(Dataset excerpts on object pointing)
## START

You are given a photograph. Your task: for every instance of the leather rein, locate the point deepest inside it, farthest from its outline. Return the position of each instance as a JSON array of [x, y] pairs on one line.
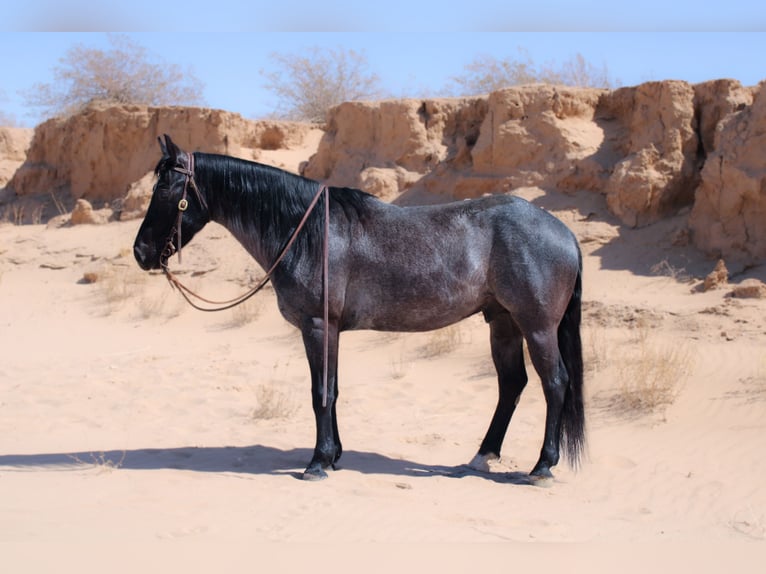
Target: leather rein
[[190, 295]]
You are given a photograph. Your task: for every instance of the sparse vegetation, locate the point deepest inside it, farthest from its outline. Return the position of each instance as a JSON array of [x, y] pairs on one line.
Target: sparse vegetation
[[122, 74], [271, 403], [101, 460], [442, 341], [486, 74], [307, 85]]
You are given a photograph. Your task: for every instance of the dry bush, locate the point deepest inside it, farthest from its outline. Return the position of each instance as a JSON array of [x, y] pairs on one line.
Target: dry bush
[[307, 85], [122, 74], [651, 375], [442, 341], [101, 460], [116, 284], [271, 403], [245, 313]]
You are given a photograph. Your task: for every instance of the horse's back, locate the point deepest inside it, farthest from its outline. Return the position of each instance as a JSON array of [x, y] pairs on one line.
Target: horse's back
[[418, 268]]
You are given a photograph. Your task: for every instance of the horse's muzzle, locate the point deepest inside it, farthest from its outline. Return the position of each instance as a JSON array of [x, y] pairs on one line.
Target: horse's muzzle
[[145, 256]]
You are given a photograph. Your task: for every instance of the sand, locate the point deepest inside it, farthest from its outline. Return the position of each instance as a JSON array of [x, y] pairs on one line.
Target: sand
[[139, 434]]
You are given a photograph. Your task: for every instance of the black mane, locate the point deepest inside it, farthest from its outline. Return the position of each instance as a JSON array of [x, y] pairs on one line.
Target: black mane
[[271, 201]]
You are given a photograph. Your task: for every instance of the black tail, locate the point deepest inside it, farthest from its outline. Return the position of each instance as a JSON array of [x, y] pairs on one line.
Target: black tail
[[572, 433]]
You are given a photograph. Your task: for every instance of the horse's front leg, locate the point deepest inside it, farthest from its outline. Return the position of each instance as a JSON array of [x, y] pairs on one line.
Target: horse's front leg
[[328, 448]]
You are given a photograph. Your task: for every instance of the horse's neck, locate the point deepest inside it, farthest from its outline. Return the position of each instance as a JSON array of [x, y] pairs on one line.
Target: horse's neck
[[261, 233]]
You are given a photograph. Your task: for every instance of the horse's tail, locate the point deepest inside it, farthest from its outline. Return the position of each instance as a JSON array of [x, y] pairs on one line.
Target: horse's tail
[[572, 432]]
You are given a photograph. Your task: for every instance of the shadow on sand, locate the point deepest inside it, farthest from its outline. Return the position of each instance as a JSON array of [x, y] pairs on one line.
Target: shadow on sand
[[254, 460]]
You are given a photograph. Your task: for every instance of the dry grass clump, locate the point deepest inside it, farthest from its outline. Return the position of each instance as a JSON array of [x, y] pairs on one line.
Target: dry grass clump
[[651, 375], [118, 283], [245, 313], [442, 341], [271, 403]]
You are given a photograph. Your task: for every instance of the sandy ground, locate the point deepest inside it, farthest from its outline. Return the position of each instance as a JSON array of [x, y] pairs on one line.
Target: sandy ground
[[136, 433]]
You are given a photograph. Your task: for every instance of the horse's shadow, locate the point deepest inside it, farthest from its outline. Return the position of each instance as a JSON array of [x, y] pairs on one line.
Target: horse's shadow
[[253, 460]]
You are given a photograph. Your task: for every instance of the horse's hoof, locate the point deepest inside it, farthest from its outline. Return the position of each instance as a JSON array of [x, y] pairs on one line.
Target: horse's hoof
[[314, 475], [481, 462], [543, 480]]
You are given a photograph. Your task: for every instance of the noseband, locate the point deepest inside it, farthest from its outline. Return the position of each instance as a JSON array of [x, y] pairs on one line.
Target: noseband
[[183, 205], [188, 294]]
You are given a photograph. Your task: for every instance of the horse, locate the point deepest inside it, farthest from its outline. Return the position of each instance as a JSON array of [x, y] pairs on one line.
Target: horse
[[392, 268]]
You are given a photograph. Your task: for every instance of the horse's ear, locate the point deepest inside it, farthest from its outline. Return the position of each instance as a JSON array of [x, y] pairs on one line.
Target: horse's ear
[[169, 149]]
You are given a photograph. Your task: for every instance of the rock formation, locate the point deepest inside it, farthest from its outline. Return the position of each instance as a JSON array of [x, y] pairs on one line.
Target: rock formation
[[651, 150]]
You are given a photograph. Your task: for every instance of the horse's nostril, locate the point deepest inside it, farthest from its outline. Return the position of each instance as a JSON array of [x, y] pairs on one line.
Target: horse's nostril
[[139, 252]]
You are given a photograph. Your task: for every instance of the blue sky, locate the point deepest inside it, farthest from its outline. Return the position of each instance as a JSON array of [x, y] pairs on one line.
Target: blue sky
[[414, 48]]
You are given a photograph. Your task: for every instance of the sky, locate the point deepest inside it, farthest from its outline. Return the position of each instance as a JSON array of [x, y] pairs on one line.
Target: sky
[[413, 47]]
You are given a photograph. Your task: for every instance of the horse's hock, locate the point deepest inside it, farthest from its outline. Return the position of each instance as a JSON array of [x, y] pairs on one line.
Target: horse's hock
[[651, 150]]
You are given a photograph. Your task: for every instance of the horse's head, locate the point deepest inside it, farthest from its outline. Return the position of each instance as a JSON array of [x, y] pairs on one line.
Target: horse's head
[[177, 211]]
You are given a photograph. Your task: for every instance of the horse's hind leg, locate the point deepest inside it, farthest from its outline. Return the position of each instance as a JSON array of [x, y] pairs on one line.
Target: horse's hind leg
[[508, 355], [544, 352], [328, 447]]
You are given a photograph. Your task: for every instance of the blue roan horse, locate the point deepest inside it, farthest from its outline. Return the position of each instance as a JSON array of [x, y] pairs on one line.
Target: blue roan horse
[[394, 268]]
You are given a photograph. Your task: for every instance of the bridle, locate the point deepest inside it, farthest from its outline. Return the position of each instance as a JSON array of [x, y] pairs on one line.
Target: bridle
[[189, 295], [183, 205]]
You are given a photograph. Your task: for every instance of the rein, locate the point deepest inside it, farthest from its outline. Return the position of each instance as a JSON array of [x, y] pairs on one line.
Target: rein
[[190, 295]]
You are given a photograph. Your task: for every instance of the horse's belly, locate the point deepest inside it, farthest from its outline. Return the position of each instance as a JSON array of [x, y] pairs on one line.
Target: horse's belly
[[404, 310]]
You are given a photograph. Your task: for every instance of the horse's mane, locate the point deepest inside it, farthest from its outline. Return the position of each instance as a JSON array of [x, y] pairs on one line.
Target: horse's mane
[[268, 202]]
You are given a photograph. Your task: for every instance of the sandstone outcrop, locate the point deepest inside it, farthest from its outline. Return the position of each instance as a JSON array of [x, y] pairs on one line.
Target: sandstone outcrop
[[729, 213], [14, 143], [653, 150]]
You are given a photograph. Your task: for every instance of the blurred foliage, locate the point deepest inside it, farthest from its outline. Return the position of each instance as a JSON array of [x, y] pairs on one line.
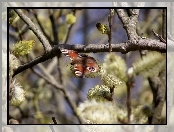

## END

[DIRECTIONS FOR THIS TASK] Retype, character for character, the part of the material that opens with the line containing "the sky, locate" and closes with the line containing "[[413, 47]]", including both of those lines.

[OUTPUT]
You are given a photograph. Your task: for every instance of the sky, locate the point deepest inside it, farthest from its outline. Return the position of each instance as a JSON array of [x, y] pairs on one line.
Target: sky
[[413, 47]]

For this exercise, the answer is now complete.